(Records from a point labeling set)

--- start ---

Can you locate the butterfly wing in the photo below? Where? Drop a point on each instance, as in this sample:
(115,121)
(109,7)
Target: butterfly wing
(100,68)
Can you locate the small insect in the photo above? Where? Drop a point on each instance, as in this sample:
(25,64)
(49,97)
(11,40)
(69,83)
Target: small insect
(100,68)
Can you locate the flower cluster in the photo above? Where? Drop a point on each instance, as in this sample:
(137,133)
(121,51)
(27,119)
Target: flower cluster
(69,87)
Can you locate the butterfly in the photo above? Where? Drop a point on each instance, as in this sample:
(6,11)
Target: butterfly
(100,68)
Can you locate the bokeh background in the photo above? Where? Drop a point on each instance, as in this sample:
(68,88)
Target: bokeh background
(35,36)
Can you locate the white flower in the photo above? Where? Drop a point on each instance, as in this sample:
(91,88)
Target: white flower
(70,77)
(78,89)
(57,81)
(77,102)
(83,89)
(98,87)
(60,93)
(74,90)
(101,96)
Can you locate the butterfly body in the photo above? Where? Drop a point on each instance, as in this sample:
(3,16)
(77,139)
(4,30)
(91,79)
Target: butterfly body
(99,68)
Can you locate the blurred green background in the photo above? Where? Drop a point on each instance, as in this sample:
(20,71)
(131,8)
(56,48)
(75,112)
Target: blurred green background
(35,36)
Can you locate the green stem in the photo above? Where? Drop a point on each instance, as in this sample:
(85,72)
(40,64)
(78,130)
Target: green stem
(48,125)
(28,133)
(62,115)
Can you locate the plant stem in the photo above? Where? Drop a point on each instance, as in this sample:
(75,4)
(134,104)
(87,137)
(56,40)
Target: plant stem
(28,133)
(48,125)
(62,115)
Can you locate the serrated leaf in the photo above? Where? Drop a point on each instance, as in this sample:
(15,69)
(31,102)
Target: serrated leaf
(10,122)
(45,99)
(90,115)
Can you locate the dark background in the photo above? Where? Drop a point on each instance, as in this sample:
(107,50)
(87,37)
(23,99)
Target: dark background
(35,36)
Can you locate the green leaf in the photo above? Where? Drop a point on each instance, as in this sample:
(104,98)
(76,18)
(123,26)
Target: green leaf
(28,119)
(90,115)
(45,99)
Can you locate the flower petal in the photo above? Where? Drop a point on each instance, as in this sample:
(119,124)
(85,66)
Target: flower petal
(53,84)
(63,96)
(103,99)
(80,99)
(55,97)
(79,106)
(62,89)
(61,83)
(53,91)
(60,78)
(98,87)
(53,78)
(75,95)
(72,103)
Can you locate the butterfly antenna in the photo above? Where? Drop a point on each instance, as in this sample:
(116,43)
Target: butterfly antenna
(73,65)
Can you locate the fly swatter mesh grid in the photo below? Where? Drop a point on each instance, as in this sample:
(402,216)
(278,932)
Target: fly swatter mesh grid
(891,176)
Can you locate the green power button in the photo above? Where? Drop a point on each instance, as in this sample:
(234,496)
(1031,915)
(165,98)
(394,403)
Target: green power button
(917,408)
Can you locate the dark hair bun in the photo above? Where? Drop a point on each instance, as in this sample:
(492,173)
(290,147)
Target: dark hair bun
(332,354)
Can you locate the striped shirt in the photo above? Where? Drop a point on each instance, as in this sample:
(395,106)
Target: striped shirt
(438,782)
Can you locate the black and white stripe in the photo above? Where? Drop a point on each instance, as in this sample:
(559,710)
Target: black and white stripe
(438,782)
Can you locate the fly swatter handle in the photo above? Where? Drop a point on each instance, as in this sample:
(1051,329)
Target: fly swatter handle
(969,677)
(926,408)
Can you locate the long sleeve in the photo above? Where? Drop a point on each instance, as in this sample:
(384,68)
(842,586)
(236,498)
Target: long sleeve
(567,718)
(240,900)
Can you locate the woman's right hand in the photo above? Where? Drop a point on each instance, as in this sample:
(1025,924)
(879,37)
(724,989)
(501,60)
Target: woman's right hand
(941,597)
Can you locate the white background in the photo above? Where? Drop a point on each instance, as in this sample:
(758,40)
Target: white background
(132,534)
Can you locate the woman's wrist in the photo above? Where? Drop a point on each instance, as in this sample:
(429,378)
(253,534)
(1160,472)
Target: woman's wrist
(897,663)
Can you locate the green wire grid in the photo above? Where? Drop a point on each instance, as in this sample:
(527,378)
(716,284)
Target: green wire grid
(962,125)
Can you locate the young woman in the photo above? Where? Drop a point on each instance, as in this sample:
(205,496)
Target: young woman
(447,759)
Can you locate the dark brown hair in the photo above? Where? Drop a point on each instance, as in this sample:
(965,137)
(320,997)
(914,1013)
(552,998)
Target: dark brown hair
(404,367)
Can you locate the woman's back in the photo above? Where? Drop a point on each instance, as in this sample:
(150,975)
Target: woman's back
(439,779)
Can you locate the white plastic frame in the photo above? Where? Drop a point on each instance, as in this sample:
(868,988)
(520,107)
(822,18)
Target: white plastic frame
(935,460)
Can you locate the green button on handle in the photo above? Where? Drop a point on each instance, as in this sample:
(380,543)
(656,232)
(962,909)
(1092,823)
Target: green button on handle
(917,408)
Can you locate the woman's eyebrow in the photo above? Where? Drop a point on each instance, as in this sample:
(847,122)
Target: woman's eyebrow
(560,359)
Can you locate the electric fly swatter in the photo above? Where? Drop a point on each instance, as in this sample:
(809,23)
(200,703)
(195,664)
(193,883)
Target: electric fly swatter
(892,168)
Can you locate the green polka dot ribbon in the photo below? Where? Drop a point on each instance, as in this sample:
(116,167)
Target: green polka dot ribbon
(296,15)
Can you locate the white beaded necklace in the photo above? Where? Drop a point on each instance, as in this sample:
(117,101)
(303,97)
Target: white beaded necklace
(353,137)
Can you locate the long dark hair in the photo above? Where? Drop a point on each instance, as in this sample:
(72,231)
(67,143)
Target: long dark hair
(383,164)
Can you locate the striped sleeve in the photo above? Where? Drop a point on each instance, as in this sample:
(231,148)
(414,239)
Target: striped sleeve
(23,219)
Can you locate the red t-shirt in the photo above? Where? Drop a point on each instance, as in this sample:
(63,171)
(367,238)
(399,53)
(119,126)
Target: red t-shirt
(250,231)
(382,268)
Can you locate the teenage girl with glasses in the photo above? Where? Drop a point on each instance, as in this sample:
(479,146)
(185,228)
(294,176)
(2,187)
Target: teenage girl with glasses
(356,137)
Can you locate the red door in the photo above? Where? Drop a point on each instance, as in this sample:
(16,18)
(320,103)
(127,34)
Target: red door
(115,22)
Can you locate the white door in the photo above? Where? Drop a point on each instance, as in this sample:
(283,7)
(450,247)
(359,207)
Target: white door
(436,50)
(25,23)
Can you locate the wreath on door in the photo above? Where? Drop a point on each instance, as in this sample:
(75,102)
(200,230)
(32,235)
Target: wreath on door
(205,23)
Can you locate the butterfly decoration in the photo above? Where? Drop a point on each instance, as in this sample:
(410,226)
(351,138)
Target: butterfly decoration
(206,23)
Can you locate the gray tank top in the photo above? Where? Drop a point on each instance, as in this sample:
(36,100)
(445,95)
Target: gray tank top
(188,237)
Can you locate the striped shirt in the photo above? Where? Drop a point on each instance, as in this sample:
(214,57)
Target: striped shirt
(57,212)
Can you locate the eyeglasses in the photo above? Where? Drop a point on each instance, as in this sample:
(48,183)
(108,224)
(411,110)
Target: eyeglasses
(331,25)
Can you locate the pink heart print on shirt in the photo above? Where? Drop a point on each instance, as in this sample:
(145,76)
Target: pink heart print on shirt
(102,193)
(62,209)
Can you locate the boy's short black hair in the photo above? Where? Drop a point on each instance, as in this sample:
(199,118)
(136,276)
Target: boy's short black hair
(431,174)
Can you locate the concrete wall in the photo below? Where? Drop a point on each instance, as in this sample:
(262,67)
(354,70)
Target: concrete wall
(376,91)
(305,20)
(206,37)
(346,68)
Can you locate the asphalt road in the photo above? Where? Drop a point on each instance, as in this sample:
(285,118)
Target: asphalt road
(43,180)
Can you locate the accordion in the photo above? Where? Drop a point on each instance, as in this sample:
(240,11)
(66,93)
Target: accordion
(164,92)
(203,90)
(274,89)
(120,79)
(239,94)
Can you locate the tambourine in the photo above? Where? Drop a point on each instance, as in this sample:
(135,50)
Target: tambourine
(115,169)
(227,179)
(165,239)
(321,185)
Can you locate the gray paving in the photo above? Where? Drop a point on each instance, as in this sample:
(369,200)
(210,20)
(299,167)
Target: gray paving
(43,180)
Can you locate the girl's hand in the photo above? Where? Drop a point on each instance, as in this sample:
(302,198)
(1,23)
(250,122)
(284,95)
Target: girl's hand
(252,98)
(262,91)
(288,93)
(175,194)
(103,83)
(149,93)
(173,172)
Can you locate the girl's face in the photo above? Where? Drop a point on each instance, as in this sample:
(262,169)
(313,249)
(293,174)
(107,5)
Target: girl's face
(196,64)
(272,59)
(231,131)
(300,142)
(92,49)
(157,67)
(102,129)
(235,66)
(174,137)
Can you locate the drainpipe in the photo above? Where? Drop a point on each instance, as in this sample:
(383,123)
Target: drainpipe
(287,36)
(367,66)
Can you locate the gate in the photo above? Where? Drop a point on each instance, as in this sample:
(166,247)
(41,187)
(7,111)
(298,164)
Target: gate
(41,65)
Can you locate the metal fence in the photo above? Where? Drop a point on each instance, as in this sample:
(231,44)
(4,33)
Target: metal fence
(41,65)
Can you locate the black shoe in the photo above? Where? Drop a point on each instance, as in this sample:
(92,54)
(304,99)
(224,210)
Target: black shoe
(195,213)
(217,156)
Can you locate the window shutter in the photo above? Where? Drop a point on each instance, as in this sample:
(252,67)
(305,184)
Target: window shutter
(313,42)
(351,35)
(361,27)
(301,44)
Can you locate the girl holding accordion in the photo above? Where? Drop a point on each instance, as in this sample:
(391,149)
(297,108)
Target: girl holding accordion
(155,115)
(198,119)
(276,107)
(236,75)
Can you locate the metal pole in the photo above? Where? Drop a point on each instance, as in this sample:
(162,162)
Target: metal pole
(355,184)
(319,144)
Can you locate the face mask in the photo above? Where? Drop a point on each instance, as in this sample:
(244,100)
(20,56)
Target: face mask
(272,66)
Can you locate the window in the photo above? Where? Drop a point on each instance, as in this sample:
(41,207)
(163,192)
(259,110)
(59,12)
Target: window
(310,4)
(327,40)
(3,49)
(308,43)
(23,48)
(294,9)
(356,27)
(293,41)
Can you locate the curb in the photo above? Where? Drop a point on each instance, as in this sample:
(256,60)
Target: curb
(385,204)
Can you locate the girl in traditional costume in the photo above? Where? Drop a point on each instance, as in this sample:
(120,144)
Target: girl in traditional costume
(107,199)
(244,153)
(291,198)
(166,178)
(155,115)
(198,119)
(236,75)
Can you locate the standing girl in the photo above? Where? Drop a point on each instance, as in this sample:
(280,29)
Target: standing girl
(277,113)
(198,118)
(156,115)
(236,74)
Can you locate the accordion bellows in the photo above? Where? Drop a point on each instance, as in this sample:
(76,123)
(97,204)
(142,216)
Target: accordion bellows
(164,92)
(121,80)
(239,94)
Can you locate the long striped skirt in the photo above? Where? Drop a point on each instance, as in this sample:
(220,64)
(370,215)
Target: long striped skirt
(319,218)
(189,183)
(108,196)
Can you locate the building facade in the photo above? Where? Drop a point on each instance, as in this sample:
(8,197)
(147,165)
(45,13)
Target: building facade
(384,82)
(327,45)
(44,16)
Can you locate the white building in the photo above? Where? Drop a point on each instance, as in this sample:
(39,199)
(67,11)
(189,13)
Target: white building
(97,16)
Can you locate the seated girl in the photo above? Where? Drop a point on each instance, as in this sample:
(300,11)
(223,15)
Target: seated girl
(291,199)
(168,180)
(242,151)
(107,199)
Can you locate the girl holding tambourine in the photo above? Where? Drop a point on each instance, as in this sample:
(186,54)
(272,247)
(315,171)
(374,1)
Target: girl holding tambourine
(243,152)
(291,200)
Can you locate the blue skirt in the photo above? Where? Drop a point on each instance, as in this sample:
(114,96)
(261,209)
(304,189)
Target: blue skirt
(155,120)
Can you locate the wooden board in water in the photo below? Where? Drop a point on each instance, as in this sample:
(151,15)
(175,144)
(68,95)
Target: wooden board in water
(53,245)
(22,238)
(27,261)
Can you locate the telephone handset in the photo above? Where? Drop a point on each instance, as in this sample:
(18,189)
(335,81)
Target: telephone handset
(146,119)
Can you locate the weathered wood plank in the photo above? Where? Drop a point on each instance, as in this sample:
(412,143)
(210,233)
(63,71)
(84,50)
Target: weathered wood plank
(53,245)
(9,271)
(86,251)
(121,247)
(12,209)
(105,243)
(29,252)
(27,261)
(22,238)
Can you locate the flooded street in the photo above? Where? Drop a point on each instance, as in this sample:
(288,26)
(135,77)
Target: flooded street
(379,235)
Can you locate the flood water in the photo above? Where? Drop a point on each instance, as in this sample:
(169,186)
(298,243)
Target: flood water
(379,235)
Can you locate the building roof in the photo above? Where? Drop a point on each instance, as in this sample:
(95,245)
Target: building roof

--- end ---

Exercise task ▸ Through the last line of the entries above, beginning at the line containing "Can you locate the girl holding tambourine", transcribe each line exactly, both ends included and nothing more.

Answer to this exercise ▸
Can you locate the girl holding tambourine in the photo above? Where? Drop a point on each instance, as in this sample:
(186,54)
(272,247)
(315,171)
(374,1)
Target: girl holding tambourine
(243,152)
(291,200)
Can you locate the blue skirt in the photo above? Where? Drop a point on each instance, as in this sample:
(114,96)
(261,209)
(304,189)
Target: blue skirt
(155,120)
Can you locate the wooden board in water in the photo below? Where? Drop a point on each instance, as in this sample:
(151,15)
(175,144)
(68,95)
Target: wooden board in water
(53,245)
(22,238)
(27,261)
Can you locate the telephone handset in the photo above? Where? Drop a point on each instance, as in this sample:
(18,189)
(335,81)
Target: telephone handset
(146,119)
Can you locate the weathered wood plank in the photo above? Where? Drop a point on each instance, as in this sample:
(412,143)
(210,233)
(63,71)
(84,50)
Target: weathered wood plank
(53,245)
(9,271)
(86,251)
(121,247)
(12,209)
(105,243)
(29,252)
(27,261)
(22,238)
Can you locate the flooded street in the photo above? Where? Drop a point on each instance, as in this sample:
(288,26)
(135,77)
Target: flooded street
(379,235)
Can you locate the flood water in the photo above? Where? Drop a point on each instance, as in this sample:
(169,186)
(298,243)
Target: flood water
(379,235)
Can you locate the building roof in the photo above? Where? Drop a point on each instance, as in this sample:
(95,245)
Target: building roof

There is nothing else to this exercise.